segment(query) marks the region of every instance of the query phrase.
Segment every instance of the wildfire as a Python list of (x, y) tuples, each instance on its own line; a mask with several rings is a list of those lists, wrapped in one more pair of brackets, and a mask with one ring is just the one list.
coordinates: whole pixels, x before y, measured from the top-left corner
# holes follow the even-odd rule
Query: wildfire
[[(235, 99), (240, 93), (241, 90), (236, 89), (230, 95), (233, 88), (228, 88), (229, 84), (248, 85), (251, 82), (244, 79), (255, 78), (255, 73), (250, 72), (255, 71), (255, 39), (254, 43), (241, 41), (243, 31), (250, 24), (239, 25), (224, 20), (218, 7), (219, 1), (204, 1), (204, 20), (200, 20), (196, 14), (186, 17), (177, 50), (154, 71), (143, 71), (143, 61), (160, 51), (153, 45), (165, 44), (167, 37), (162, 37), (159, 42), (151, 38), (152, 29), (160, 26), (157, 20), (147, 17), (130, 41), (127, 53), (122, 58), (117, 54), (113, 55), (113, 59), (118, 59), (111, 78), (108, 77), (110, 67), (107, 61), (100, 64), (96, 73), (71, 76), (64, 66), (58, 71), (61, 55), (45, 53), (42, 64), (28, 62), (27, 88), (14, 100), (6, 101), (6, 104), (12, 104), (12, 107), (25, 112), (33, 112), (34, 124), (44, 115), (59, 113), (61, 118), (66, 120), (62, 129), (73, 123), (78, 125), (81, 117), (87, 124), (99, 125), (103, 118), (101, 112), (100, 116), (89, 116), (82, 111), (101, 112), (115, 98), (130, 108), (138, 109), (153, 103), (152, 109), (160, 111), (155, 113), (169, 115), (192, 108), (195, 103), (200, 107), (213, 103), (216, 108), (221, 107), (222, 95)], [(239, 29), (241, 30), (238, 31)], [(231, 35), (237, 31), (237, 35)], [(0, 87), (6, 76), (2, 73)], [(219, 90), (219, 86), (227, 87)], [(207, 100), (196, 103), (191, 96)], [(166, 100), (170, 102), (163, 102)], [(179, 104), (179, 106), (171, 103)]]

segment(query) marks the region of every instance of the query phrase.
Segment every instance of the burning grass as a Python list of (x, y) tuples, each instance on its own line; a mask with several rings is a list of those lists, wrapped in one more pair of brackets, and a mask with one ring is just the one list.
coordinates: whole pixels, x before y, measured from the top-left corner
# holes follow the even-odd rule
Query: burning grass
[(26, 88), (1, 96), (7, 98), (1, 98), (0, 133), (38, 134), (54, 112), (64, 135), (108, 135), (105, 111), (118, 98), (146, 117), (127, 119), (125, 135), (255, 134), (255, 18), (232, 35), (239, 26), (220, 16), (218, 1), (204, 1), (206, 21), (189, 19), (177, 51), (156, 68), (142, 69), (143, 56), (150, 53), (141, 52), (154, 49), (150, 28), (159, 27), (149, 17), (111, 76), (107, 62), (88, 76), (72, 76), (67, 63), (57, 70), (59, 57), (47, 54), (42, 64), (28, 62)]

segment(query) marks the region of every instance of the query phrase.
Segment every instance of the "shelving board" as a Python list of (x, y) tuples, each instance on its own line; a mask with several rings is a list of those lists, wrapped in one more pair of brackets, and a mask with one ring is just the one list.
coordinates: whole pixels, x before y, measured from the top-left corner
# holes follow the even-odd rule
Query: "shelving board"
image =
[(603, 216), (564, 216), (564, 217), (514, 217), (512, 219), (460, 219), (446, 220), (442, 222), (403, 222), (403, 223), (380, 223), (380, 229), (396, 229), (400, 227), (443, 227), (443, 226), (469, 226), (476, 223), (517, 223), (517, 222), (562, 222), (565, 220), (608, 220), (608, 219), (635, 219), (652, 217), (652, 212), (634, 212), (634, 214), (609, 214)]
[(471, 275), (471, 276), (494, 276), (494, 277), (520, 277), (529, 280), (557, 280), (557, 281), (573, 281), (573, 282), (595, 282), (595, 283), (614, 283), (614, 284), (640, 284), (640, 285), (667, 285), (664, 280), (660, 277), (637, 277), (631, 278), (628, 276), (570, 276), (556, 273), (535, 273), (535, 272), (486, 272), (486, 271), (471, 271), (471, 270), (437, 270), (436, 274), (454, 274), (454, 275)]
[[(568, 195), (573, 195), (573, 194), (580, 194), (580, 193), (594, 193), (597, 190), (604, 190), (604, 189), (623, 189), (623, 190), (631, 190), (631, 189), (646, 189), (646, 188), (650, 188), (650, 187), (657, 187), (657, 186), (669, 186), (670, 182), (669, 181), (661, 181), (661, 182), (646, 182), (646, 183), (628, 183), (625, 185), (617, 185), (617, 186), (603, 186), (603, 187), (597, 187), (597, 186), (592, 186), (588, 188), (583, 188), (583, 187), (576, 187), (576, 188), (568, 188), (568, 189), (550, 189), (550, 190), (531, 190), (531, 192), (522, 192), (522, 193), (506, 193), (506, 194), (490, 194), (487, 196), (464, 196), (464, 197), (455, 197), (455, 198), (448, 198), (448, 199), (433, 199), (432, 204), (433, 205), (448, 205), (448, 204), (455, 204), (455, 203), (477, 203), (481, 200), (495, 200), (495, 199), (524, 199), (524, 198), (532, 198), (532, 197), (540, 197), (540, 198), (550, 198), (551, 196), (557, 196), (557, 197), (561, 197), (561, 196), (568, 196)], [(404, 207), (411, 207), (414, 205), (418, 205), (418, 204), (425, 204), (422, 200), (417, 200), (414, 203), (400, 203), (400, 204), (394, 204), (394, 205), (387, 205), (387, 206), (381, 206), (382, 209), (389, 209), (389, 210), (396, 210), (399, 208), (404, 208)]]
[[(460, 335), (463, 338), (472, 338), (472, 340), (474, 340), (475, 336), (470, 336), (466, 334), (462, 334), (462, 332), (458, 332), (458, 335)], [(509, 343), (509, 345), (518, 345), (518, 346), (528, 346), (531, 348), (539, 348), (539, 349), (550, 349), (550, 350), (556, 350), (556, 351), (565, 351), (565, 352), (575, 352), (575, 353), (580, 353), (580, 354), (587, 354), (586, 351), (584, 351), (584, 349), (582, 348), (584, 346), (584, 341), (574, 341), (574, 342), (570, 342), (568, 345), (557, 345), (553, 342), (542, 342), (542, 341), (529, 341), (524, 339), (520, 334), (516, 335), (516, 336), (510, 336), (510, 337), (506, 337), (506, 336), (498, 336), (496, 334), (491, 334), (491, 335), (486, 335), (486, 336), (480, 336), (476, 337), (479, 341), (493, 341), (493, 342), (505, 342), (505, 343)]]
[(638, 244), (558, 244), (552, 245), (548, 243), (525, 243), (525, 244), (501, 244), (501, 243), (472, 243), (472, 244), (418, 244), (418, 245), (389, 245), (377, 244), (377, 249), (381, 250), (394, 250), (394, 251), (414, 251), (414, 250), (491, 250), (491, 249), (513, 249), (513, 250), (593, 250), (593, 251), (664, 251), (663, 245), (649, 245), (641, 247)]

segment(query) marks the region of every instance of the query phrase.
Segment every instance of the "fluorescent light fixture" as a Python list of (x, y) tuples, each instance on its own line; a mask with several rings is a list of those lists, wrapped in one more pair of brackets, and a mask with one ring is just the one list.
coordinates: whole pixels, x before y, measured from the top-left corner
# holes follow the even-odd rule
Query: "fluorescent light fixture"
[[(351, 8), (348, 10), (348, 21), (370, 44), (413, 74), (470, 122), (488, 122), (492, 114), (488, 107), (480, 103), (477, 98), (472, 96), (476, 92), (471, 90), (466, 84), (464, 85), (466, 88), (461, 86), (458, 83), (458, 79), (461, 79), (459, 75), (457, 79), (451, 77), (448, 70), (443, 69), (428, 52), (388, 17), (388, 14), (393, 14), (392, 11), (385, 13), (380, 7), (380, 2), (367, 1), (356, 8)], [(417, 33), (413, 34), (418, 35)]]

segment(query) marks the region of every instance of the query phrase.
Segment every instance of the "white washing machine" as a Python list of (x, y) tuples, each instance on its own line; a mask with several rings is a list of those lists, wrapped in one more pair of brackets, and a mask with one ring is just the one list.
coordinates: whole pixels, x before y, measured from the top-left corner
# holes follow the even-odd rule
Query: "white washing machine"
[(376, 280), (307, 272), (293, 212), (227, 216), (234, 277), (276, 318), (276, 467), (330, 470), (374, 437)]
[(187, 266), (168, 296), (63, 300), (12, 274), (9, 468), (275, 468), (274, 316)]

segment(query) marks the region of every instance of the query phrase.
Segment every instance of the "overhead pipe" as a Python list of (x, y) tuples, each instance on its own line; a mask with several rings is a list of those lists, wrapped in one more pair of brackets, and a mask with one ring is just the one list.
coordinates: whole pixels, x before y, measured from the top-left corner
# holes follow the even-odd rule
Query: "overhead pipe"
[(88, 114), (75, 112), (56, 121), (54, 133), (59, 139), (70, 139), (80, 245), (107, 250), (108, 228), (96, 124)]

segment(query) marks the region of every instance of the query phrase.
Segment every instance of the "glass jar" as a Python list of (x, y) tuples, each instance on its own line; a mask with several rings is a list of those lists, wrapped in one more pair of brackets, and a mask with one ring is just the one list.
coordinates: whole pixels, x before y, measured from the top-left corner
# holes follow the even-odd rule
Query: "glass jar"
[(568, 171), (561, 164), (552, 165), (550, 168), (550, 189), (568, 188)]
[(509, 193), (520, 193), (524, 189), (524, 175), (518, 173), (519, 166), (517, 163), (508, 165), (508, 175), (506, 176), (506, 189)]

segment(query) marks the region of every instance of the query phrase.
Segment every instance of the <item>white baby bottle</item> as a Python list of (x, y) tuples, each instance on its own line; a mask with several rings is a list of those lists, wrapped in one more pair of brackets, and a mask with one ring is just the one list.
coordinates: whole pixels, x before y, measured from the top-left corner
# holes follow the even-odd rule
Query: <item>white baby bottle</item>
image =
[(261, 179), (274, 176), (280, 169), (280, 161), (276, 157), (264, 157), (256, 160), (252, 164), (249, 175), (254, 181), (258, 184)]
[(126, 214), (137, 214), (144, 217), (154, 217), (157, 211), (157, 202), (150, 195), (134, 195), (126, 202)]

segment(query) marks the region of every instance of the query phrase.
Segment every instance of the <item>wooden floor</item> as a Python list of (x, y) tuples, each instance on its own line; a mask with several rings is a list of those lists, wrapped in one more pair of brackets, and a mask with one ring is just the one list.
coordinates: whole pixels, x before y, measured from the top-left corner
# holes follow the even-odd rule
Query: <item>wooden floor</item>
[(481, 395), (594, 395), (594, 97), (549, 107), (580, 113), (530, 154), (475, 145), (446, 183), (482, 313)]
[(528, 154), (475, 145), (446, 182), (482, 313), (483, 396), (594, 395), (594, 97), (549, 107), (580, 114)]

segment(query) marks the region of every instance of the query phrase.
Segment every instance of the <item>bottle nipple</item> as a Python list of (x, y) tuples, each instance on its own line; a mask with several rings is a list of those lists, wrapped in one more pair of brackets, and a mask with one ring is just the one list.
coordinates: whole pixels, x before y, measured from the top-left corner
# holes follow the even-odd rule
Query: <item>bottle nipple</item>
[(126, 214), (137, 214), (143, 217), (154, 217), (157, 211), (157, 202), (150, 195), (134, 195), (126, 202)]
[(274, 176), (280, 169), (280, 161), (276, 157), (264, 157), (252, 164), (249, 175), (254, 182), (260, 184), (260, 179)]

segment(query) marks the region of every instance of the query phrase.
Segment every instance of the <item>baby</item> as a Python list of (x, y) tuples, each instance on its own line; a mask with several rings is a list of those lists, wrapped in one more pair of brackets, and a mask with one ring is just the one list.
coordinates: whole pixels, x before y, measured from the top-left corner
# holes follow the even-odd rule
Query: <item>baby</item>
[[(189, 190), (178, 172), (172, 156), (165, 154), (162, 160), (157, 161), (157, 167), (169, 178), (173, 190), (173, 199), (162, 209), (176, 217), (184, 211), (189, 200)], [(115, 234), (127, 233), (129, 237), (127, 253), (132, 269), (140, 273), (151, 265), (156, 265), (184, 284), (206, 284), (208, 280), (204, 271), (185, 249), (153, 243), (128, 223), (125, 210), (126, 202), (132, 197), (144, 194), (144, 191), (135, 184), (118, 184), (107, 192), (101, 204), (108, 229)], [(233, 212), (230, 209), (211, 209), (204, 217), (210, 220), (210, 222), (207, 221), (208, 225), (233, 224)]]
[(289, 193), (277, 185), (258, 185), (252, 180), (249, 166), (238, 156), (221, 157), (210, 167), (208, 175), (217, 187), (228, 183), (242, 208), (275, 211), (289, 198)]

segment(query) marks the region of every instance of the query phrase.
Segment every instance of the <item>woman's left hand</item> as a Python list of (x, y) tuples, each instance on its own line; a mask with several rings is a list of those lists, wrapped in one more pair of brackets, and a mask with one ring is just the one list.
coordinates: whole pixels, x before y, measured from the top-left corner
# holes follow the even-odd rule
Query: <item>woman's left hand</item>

The task: Reproduce verbatim the stretch of the records above from the very start through the line containing "Query: wildfire", including that line.

Response to the task:
segment(query) marks the region of every instance of the query phrase.
Segment every instance of the wildfire as a Python list of (x, y) tuples, each instance on its own line; a mask with several rings is a list of those lists, wrapped in one more pair of brackets, and a mask with one ring is just the one list.
coordinates: whole pixels, x before y, measured from the top-left corner
# holes follow the even-odd rule
Query: wildfire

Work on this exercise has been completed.